§ **Excerpted records**:
== == ==

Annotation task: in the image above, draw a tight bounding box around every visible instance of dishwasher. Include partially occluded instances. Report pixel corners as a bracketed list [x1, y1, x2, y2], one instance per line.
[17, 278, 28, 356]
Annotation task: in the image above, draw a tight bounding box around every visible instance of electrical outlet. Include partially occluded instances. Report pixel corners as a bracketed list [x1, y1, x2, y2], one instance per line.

== == ==

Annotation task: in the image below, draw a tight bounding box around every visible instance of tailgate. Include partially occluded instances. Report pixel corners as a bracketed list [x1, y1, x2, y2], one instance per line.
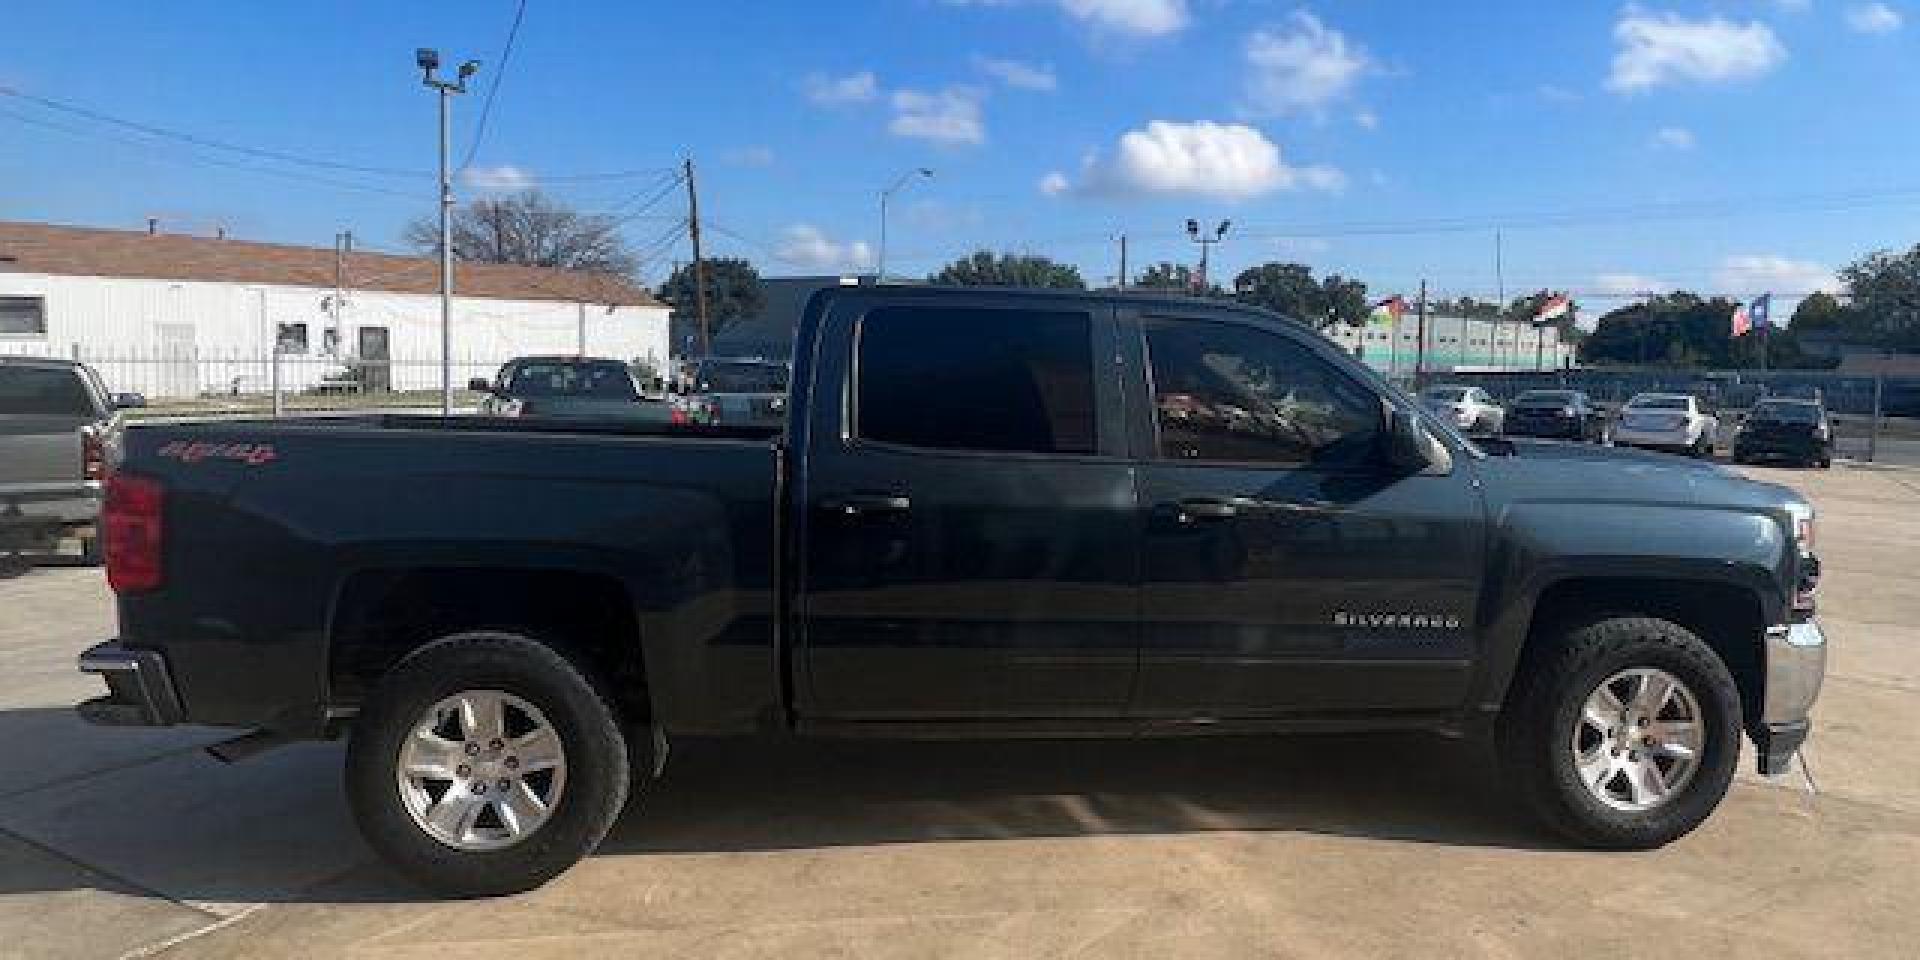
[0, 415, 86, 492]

== == ==

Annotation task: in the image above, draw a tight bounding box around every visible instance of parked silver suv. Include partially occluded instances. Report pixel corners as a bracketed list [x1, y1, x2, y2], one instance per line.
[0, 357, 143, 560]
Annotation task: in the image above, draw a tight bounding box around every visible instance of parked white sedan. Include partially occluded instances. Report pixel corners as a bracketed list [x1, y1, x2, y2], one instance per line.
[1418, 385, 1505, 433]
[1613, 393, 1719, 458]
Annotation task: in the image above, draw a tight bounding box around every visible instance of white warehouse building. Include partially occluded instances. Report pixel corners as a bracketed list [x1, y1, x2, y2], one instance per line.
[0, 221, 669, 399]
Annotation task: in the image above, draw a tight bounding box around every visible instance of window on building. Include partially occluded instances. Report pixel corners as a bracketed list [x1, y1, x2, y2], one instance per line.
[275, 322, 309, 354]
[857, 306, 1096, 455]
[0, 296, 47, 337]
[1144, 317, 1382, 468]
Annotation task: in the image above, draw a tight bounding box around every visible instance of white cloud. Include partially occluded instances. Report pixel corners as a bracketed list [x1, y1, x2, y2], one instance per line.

== == ==

§ **The task**: Only the lines above from the one with "instance of dishwasher." through the one with "instance of electrical" should be duplicated, character for character.

§ **Result for this exercise**:
Annotation task: in the image above, draw a tight bounding box around every visible instance of dishwasher. Include partially occluded instances. Report pixel corners as a bracketed list [x1, y1, x2, y2], one instance per line.
[17, 278, 28, 356]
Annotation task: in the image above, draw a tight bounding box around every visible instance of electrical outlet. Include partially occluded instances. Report pixel corners as a bracketed list [x1, y1, x2, y2], one instance per line.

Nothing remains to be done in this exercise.